** Opening PROVIDED MATERIAL block **
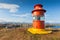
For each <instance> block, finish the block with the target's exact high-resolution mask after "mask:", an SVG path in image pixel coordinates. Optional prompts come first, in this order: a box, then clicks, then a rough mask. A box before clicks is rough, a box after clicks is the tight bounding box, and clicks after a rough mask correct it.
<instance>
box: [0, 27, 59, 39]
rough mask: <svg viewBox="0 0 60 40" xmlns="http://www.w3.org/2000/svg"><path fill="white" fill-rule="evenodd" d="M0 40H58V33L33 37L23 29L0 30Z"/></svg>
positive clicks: (56, 31)
mask: <svg viewBox="0 0 60 40" xmlns="http://www.w3.org/2000/svg"><path fill="white" fill-rule="evenodd" d="M0 40H60V31H56V30H55V31H53V33H51V34H47V35H38V34H37V35H33V34H31V33H29V32H27V30H26V29H25V28H12V29H6V28H3V29H0Z"/></svg>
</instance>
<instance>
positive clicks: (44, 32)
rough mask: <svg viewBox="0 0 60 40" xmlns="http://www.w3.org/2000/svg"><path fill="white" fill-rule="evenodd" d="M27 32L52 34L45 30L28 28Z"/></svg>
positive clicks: (32, 33)
mask: <svg viewBox="0 0 60 40" xmlns="http://www.w3.org/2000/svg"><path fill="white" fill-rule="evenodd" d="M28 31H29V32H31V33H32V34H49V33H52V31H46V30H45V29H36V28H29V29H28Z"/></svg>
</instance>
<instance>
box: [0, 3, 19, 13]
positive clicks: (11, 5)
mask: <svg viewBox="0 0 60 40" xmlns="http://www.w3.org/2000/svg"><path fill="white" fill-rule="evenodd" d="M0 8H1V9H8V10H9V12H16V11H17V10H18V8H19V5H16V4H7V3H0Z"/></svg>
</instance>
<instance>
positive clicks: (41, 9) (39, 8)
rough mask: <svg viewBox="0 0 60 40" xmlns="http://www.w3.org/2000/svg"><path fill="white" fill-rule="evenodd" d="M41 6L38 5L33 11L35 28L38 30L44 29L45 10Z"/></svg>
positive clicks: (35, 7) (34, 8)
mask: <svg viewBox="0 0 60 40" xmlns="http://www.w3.org/2000/svg"><path fill="white" fill-rule="evenodd" d="M42 7H43V6H42V5H41V4H37V5H35V6H34V10H33V11H32V16H33V27H34V28H37V29H44V25H45V24H44V12H46V10H44V9H43V8H42Z"/></svg>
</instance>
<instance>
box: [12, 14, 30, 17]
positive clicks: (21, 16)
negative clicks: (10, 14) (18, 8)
mask: <svg viewBox="0 0 60 40" xmlns="http://www.w3.org/2000/svg"><path fill="white" fill-rule="evenodd" d="M12 16H17V17H29V16H31V14H30V13H25V14H12Z"/></svg>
** Closing PROVIDED MATERIAL block **
**WHAT IS REQUIRED**
List every line above that contains the string "viewBox". Uppercase and lowercase must match.

**OUTPUT BELOW**
rough mask: <svg viewBox="0 0 60 40" xmlns="http://www.w3.org/2000/svg"><path fill="white" fill-rule="evenodd" d="M0 40H58V33L33 37L23 29L0 30Z"/></svg>
mask: <svg viewBox="0 0 60 40" xmlns="http://www.w3.org/2000/svg"><path fill="white" fill-rule="evenodd" d="M0 40H60V31H56V30H55V31H53V33H51V34H47V35H38V34H37V35H33V34H31V33H29V32H27V30H26V29H25V28H12V29H6V28H3V29H0Z"/></svg>
rough mask: <svg viewBox="0 0 60 40" xmlns="http://www.w3.org/2000/svg"><path fill="white" fill-rule="evenodd" d="M27 32L52 34L45 30L28 28Z"/></svg>
mask: <svg viewBox="0 0 60 40" xmlns="http://www.w3.org/2000/svg"><path fill="white" fill-rule="evenodd" d="M28 31H29V32H31V33H32V34H49V33H52V31H46V30H45V29H36V28H29V29H28Z"/></svg>
mask: <svg viewBox="0 0 60 40" xmlns="http://www.w3.org/2000/svg"><path fill="white" fill-rule="evenodd" d="M0 8H1V9H8V10H9V12H16V11H17V10H18V8H19V5H16V4H7V3H0Z"/></svg>
rough mask: <svg viewBox="0 0 60 40" xmlns="http://www.w3.org/2000/svg"><path fill="white" fill-rule="evenodd" d="M41 6L38 5L33 11L35 28L38 30L44 29L45 10Z"/></svg>
mask: <svg viewBox="0 0 60 40" xmlns="http://www.w3.org/2000/svg"><path fill="white" fill-rule="evenodd" d="M42 7H43V6H42V5H41V4H37V5H35V6H34V10H33V11H32V16H33V27H34V28H37V29H44V25H45V24H44V12H46V10H44V9H43V8H42Z"/></svg>
mask: <svg viewBox="0 0 60 40" xmlns="http://www.w3.org/2000/svg"><path fill="white" fill-rule="evenodd" d="M12 16H17V17H29V16H31V14H30V13H25V14H12Z"/></svg>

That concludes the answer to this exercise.